**Listing:**
━━━
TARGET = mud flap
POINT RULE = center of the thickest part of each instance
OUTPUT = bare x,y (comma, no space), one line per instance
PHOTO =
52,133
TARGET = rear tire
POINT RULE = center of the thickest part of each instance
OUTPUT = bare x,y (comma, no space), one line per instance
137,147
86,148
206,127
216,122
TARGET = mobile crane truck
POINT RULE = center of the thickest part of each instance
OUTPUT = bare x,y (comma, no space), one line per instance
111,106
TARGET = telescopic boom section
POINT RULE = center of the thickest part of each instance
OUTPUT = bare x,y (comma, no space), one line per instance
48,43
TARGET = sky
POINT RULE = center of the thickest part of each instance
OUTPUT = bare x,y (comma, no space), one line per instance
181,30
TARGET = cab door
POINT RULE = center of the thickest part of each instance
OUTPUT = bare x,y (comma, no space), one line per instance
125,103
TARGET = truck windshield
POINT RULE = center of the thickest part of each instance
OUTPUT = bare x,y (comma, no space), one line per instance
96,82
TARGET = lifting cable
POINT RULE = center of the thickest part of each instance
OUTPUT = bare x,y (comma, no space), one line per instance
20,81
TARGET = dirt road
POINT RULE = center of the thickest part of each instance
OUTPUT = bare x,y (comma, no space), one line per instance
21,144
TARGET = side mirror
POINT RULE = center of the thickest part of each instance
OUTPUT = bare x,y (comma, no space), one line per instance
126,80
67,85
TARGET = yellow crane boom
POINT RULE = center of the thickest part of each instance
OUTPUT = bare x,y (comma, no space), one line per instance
━━━
**Instructions for the task:**
Present the lines as a Markdown table with the columns Row and Line, running from the line with "TARGET = lifting cable" up to and including the last line, leaving out any blank lines.

**Reply:**
| Row | Line |
|---|---|
| 1 | TARGET = lifting cable |
| 2 | POINT RULE = center of the thickest part of each instance |
| 3 | OUTPUT = bare x,y (comma, no space), one line per instance |
| 4 | 20,81 |
| 5 | TARGET = dirt road |
| 6 | POINT RULE = center of the thickest part of each instance |
| 7 | OUTPUT = bare x,y (comma, no space), one line per instance |
| 8 | 21,144 |
| 9 | TARGET = side mirror |
| 10 | POINT RULE = center of the thickest part of each instance |
| 11 | OUTPUT = bare x,y (comma, no space), one line per instance |
| 12 | 126,80 |
| 13 | 67,85 |
| 14 | TARGET = yellow crane boom |
| 15 | POINT RULE = center of the thickest part of each instance |
| 16 | OUTPUT = bare x,y (comma, no space), one line per instance |